WHAT THE TASK ASKS
According to the passage below on urban slums and climate change, why is the population growth of cities likely underestimated?

PAGE EXCERPT

------

An estimated billion of the world’s urban residents will soon be living in slums or informal settlements. This is due to rural to urban migration rates accelerating in response to extreme weather events and the impacts of climate change, including frequent severe tropical cyclones and rapid land erosion in coastal areas. This population growth is likely underestimated due to the hidden urbanization associated with sprawl and settled peripheries as the most rapid population growth occurs surrounding the periphery of cities resulting in an expansion of urban footprint. Rapid expansion also is characterized by unplanned development with limited infrastructure, service delivery, and governance capacity resulting in a large portion of the urban dwellers becoming vulnerable to climate-related disasters including acute water scarcity, chronic urban flooding, heat waves, epidemic outbreaks of infectious disease, and infrastructure failure, especially among the urban poor with low-income populations. In Asian megacities with the highest fraction of the urban population living in slums – Dhaka, Bangladesh (40%), Delhi, India (50%), and Jakarta, Indonesia (26%), most slum areas are located in low elevation areas around the city periphery near water bodies. About 70% of slum dwellers have no access to safe sanitation and about 90% live below the poverty line.

------

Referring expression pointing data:
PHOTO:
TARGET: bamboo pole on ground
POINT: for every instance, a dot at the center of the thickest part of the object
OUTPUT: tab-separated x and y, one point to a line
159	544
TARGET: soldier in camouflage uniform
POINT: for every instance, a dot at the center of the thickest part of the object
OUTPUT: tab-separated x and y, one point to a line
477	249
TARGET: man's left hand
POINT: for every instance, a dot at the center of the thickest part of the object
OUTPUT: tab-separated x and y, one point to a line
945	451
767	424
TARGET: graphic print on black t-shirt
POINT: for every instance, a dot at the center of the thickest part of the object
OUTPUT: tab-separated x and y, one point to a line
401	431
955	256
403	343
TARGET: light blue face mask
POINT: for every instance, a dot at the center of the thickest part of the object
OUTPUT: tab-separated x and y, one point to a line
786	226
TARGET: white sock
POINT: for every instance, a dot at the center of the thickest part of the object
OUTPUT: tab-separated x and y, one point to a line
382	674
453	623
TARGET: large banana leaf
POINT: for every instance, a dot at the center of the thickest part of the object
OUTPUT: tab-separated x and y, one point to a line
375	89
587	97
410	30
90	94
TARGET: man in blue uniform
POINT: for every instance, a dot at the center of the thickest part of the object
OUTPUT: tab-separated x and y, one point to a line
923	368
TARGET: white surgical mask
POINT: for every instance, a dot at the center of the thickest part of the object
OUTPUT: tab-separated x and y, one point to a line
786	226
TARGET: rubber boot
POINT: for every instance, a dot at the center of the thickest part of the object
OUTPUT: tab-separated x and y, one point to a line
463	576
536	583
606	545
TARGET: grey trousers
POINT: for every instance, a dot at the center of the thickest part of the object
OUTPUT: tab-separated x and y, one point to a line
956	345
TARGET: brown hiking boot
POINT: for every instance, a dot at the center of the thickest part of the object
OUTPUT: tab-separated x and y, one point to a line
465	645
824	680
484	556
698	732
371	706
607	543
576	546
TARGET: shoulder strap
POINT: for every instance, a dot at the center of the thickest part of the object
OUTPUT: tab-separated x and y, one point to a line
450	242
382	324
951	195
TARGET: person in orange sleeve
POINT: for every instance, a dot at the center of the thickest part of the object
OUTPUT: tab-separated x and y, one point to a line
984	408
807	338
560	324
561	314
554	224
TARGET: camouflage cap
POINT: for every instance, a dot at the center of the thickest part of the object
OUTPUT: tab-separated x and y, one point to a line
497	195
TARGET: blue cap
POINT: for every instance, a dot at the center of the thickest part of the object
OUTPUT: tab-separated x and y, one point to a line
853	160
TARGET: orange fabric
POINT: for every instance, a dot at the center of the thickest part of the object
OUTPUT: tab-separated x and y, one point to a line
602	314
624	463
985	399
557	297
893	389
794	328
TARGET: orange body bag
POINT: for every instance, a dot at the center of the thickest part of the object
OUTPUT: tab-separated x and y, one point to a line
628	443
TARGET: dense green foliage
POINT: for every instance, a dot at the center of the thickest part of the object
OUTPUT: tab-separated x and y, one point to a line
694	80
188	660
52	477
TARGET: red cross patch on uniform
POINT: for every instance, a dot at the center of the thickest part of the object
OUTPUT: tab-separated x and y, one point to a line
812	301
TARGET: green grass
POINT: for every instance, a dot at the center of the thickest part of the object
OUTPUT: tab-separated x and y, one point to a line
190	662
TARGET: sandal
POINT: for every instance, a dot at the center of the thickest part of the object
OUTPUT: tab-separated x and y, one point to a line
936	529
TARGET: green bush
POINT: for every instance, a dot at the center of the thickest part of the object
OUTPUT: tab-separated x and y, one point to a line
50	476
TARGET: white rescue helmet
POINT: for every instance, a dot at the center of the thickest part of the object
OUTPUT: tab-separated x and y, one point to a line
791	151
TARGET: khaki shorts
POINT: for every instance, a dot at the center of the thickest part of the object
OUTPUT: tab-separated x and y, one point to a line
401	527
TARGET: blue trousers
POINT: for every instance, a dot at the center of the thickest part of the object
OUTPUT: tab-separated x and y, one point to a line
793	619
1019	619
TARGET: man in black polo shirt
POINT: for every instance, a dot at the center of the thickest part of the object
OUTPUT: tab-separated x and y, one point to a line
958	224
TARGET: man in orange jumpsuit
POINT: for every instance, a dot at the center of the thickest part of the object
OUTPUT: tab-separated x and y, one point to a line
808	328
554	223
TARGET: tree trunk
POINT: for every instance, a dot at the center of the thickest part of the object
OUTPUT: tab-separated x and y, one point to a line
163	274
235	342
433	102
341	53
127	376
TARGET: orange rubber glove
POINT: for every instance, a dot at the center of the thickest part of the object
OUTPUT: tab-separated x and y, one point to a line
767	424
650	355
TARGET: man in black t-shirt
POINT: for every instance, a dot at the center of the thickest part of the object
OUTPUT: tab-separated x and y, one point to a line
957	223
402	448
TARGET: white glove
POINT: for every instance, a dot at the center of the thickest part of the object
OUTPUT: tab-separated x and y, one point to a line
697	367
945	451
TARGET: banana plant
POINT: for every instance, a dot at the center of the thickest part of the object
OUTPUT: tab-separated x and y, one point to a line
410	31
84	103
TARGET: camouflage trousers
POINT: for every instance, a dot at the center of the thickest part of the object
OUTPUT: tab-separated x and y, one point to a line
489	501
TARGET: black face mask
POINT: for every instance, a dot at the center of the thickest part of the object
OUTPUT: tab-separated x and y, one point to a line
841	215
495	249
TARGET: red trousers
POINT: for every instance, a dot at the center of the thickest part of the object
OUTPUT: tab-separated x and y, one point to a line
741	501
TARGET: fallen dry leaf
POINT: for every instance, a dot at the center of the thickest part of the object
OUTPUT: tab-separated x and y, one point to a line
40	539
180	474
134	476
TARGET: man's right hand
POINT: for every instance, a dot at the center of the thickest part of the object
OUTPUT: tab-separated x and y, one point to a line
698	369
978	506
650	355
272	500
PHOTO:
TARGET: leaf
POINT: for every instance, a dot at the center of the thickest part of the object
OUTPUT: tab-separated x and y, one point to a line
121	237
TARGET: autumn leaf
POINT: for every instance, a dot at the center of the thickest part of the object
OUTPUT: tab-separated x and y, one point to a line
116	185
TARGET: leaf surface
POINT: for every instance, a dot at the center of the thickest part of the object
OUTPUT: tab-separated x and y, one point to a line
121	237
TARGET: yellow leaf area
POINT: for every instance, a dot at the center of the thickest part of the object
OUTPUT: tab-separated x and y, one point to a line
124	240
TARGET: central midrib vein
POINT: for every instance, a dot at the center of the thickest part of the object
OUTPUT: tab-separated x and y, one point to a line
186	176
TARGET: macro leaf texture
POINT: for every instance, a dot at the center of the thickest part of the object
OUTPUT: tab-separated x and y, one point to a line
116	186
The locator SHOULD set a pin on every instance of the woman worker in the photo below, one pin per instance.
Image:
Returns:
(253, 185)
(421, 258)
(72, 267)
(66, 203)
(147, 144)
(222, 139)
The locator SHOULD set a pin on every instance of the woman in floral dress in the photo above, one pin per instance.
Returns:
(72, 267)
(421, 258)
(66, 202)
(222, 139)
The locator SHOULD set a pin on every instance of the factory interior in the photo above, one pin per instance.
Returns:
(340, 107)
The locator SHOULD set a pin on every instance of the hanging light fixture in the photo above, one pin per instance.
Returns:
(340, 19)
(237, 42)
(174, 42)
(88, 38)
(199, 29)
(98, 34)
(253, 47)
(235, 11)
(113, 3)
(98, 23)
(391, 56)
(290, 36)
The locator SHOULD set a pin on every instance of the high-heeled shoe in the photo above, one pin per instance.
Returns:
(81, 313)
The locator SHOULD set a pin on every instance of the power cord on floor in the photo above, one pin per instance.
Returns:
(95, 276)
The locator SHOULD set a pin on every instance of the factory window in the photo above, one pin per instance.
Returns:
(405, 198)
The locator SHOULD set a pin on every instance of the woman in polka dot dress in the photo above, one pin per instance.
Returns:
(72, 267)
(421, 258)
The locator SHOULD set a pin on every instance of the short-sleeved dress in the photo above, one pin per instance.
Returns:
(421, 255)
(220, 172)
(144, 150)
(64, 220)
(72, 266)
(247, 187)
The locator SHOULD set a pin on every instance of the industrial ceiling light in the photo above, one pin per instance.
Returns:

------

SOLUTION TO THIS EXERCISE
It is likely underestimated because of the hidden urbanization that comes with sprawl and settled peripheries. The fastest population growth occurs around the edges of cities, which expands the urban footprint.